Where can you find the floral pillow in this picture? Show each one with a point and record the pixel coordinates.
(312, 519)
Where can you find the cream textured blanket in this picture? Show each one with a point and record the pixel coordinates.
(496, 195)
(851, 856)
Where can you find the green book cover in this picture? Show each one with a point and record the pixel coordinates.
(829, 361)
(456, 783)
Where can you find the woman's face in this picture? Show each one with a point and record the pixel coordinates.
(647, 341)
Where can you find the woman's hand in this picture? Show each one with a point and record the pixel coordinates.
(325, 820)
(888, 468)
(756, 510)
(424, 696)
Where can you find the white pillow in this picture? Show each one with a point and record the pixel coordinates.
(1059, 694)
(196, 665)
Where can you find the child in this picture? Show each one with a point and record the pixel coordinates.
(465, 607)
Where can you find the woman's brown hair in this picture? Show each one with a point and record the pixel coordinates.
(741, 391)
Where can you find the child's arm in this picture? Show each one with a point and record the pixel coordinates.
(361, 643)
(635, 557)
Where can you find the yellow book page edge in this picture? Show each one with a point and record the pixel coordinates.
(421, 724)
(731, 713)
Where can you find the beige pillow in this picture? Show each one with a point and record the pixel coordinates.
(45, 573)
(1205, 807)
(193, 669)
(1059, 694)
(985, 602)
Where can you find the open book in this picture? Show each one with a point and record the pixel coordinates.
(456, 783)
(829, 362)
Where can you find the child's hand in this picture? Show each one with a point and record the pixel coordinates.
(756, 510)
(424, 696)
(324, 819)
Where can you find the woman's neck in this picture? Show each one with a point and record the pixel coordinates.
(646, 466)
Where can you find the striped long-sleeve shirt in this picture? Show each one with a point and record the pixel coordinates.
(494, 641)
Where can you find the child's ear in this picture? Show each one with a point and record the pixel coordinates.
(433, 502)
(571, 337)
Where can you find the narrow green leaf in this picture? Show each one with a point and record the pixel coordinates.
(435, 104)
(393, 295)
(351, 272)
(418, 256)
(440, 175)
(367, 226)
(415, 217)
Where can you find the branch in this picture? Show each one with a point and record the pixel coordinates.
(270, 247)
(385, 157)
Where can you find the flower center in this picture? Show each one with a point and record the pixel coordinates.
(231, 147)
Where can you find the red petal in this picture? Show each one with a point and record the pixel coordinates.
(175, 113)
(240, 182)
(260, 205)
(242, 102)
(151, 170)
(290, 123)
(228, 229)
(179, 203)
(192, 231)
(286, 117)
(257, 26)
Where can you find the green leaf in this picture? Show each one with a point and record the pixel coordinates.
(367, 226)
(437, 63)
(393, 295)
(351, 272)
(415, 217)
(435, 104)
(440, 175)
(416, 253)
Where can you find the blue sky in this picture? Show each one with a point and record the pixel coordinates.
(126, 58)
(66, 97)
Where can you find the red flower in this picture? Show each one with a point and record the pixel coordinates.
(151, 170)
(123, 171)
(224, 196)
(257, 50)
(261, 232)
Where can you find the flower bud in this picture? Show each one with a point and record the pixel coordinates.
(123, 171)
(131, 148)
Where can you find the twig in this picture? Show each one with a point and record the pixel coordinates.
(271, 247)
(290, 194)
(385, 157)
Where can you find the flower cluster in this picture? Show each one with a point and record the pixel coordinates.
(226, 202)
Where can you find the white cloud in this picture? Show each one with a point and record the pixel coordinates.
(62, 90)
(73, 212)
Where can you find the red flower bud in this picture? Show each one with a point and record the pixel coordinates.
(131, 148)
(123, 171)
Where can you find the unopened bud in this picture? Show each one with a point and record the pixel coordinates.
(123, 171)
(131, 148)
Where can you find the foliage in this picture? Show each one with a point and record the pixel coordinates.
================
WHAT YOU WILL DO
The answer must be an exact copy of every entry.

WRITTEN RESPONSE
Where can you find the floral pillow in this picture? Show each one with a point and record the pixel coordinates.
(312, 519)
Where can you find the cream textured blanket in this picture? Show each one with a point and record the pixel coordinates.
(496, 195)
(851, 856)
Where can you find the green book cover in this picture? Show each one with a point and record the pixel coordinates.
(829, 361)
(456, 783)
Where can you find the woman's face in this picture? Show each one with a point and record the pixel coordinates.
(647, 341)
Where can you find the woman's hand in this picture? Show each one with a point and record the pixel coordinates.
(325, 820)
(888, 468)
(756, 510)
(424, 696)
Where can you find the white pillow in this picture? Show each one with a point and record the pixel coordinates.
(1059, 694)
(196, 665)
Where can you find the child in this picture? Show each one with a point and record the pixel coordinates.
(465, 607)
Where can you find the woman's brown hair in this picture? Show each one with a point and record the pixel coordinates.
(741, 391)
Where can you find the child's arm in this picture? Show each one with a point and record the pixel coordinates.
(361, 643)
(635, 557)
Where can you find the yellow book page edge in this picture? Show each one with a point and record the pixel coordinates.
(421, 724)
(731, 713)
Where can you find the beige pillow in this picture? Show each one with a point and record the pixel coordinates.
(45, 573)
(1205, 807)
(193, 669)
(1059, 694)
(985, 602)
Where can you find the open book in this picture? Show each one with a point and record the pixel coordinates.
(456, 783)
(829, 362)
Where can you find the child's hand in this picture? Show each one with a point and record the pixel coordinates.
(756, 510)
(424, 696)
(324, 819)
Where can you find the woman's neck in this picture? Show each one with a point and record the pixel coordinates.
(646, 466)
Where can you find the striped long-sleeve shirt in this picture? Show each one with a point and record the pixel coordinates.
(494, 641)
Where can you find the child's ear in this picture? Show each one with a point and record the pixel coordinates.
(433, 502)
(571, 337)
Where can you find the narrow green leaf in this picture? Show each one with a point and record the pixel coordinates.
(435, 104)
(393, 295)
(351, 272)
(418, 256)
(440, 175)
(367, 226)
(415, 217)
Where can you find the branch in this picture? Show each one with a point and record the pixel coordinates.
(270, 247)
(385, 157)
Where can you find the flower center in this picture? Show each one with a point and record the pixel coordinates.
(231, 147)
Where can you find the red petal in this picture? Show each one with a point and record the pixel coordinates.
(175, 113)
(240, 182)
(260, 205)
(242, 102)
(151, 170)
(290, 123)
(228, 229)
(179, 203)
(192, 231)
(286, 117)
(257, 26)
Where can you find the green leaf in this picture? Show each one with a point and record the pixel coordinates.
(367, 226)
(437, 63)
(393, 295)
(351, 272)
(415, 217)
(435, 104)
(440, 175)
(416, 253)
Where can you find the blue sky in this picture? Show each one with a point and record the pixel coordinates.
(126, 58)
(66, 97)
Where can you find the red flower in this picture? Show each one with a point and record the pixel coordinates.
(151, 170)
(123, 171)
(224, 196)
(257, 50)
(261, 232)
Where can you find the flower bud in this picture? Show each one with a point and record the pixel coordinates.
(123, 171)
(131, 148)
Where can you find the twig in this picture? Show each one with a point and record the pixel coordinates.
(271, 247)
(290, 194)
(385, 157)
Where can you find the flower cluster in this picture? Show each one with a point and record the pixel coordinates.
(226, 202)
Where can you find the white cloud in this picture? Show each one with a point and record the pixel coordinates.
(62, 90)
(73, 212)
Where can you find the red flower bud in this picture? Show each one with a point and record the pixel coordinates.
(131, 148)
(123, 171)
Where can you find the unopened bud in this picture? Show each one with a point and record the pixel coordinates.
(123, 171)
(131, 148)
Where can you find the foliage in this picture? Show each one with a point and record the pixel coordinates.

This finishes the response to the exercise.